Tasks for this exercise
a) According to the maintenance column introduction, for how many years has its writer been in the RCM business?
b) Carry the maintenance column introduction forward from its final sentence.
BEGIN Document passage
Maintenance Software Information
Please let me introduce myself, most of you know me as Mac Smith, but you may also recognize me as Anthony M. Smith, author of the McGraw Hill book titled Reliability-Centered Maintenance. I've been in the RCM business now for some 16 years, and over that time have had the privilege of working with hundreds of craft personnel and maintenance professionals from a host of Fortune 500 companies, as well as NASA and DOD.
The purpose of this column is to share with you some of my experiences and views on RCM and maintenance issues, and to receive your comments or questions that may be of interest to the maintenance community. In future columns, I intend to comment on topics such as the 80/20 rule, classical vs. streamlined RCM, failure mode and failure cause confusions, hidden vs. evident failure, the difference between failure finding and run-to-failure, selecting PM intervals and other such topics. I'd like to hear from you on topics that should be considered for future columns.
END Document passage
BEGIN Given records
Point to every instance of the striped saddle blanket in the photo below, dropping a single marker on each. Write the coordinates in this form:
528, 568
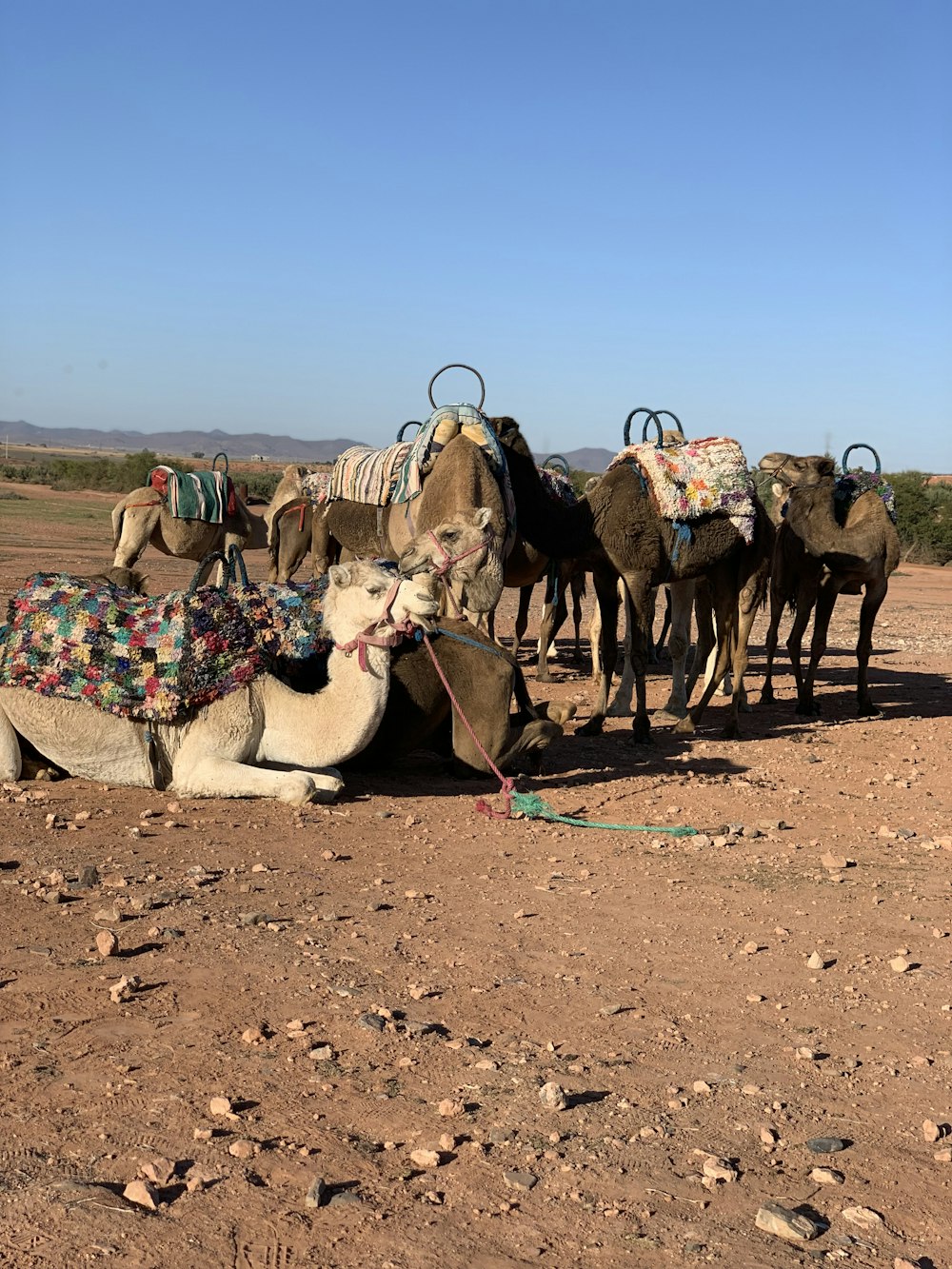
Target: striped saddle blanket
194, 495
367, 475
151, 658
316, 486
696, 479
END Given records
Per-task answers
a) Some 16 years.

b)
Some Terminology Clarifications
In the RCM process, Step 5, we examine failure modes, failure causes and failure effects in great detail in order to ascertain their link to loss of function and to define the priority with which each failure mode should be addressed for some form of PM action. Without a clear understanding of the above terminology, the analysis not only becomes confusing, but can also lead to decisions that are incorrect. The purpose of this column is to clarify these terms.
Preventive Maintenance (PM) deals with scheduled activities that are generally aimed at avoiding unexpected failures in our equipment. For as long as I can recall (some 46 active years in the engineering profession), there have been varying degrees of confusion about what people mean when they use terminology that involves the word "failure", and this confusion frequently carries over into discussions about maintenance and RCM decisions.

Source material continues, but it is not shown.